[Coordinate labeling data]
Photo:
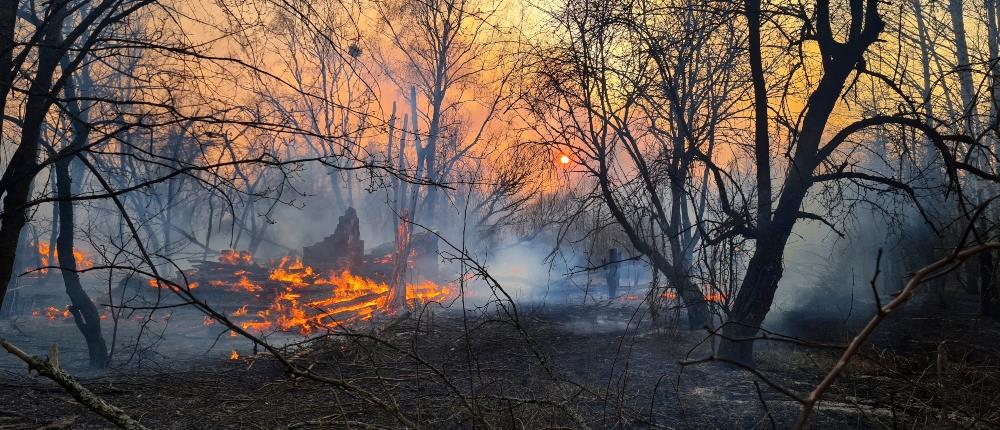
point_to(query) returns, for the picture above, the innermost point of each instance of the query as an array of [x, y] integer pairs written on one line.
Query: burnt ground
[[560, 367]]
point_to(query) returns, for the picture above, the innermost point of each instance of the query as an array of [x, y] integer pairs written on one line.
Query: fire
[[292, 272], [715, 297], [349, 298], [53, 313], [241, 312], [296, 298], [82, 261], [232, 256]]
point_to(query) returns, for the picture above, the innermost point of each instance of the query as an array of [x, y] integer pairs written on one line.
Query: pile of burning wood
[[333, 282]]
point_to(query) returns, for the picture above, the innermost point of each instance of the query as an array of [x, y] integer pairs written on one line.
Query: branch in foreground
[[904, 296], [50, 369]]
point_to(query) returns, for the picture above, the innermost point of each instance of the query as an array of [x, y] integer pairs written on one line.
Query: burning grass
[[297, 298]]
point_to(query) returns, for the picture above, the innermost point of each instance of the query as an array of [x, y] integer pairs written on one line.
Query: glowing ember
[[293, 273], [82, 261], [350, 297], [232, 256], [53, 313]]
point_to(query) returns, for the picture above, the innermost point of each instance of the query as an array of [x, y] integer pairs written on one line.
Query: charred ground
[[554, 366]]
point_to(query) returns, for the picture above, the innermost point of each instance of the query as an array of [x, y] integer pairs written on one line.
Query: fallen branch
[[49, 368]]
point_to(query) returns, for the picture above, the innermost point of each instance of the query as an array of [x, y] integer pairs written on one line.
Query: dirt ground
[[555, 367]]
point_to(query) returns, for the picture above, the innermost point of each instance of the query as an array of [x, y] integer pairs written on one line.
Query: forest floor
[[558, 366]]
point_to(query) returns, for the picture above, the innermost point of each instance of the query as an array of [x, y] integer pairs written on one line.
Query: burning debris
[[332, 283]]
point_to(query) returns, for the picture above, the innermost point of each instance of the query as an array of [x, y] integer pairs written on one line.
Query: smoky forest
[[499, 214]]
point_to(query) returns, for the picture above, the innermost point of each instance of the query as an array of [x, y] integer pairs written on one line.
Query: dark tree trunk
[[23, 165], [85, 314]]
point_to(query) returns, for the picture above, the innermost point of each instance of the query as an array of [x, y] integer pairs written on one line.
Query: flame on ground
[[307, 301], [82, 261], [350, 297], [232, 256]]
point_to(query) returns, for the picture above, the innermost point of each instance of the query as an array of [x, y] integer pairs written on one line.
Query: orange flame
[[232, 256], [351, 298]]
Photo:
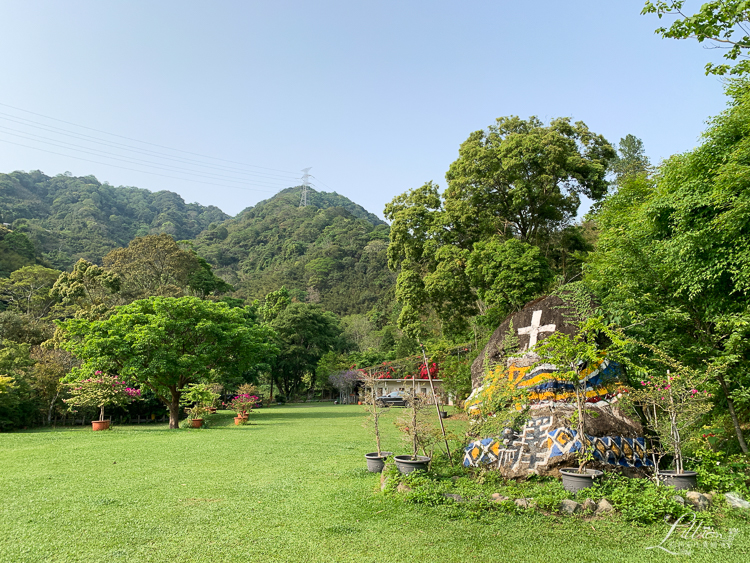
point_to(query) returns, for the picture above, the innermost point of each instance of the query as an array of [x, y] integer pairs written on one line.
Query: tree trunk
[[735, 420], [174, 408]]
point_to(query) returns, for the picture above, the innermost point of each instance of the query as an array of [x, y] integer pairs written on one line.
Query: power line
[[134, 170], [138, 161], [305, 185], [55, 130], [139, 141]]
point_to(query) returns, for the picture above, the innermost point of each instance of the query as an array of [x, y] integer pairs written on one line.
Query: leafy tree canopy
[[673, 257], [720, 22], [305, 333], [69, 218], [165, 343], [484, 246]]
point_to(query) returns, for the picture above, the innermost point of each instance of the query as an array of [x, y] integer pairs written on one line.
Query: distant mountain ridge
[[316, 199], [68, 217], [332, 252]]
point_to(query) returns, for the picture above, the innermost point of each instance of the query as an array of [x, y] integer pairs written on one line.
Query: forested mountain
[[332, 252], [68, 218]]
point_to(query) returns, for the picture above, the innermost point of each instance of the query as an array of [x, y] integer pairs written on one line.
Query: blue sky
[[375, 96]]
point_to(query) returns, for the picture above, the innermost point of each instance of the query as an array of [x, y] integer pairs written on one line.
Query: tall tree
[[165, 343], [305, 333], [673, 257], [723, 23], [29, 291], [156, 265], [519, 179]]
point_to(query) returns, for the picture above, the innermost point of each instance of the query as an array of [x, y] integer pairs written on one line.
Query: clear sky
[[375, 96]]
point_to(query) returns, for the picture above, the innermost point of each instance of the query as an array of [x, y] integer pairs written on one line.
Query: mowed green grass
[[289, 487]]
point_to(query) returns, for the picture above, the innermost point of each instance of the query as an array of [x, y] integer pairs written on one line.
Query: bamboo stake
[[437, 407]]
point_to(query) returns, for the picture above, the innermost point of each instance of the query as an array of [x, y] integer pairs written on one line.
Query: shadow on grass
[[225, 419]]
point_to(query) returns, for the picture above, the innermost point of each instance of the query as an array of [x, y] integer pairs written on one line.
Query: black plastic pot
[[406, 464], [574, 481], [375, 462], [680, 481]]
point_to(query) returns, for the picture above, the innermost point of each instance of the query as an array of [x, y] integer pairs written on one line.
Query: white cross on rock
[[535, 328]]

What is expected: Write out every line of the stretch from the start of the items through the line that contains "261], [232, 256]]", both ends included, shifting each coordinate in the answers up by 81. Leave the pictures out.

Task response:
Photo:
point_to(query) returns, for the picture above, the innermost point of each instance of the query as an array of [x, y] integer pairs written on one line.
Query: burnt ground
[[641, 448]]
point_to(query) returns, for the picture above, the innermost point of each instance of the query as an array of [x, y] integer pairs written on one line.
Query: fire
[[373, 353], [796, 378], [430, 379], [134, 394], [322, 393], [377, 379], [163, 342], [313, 337]]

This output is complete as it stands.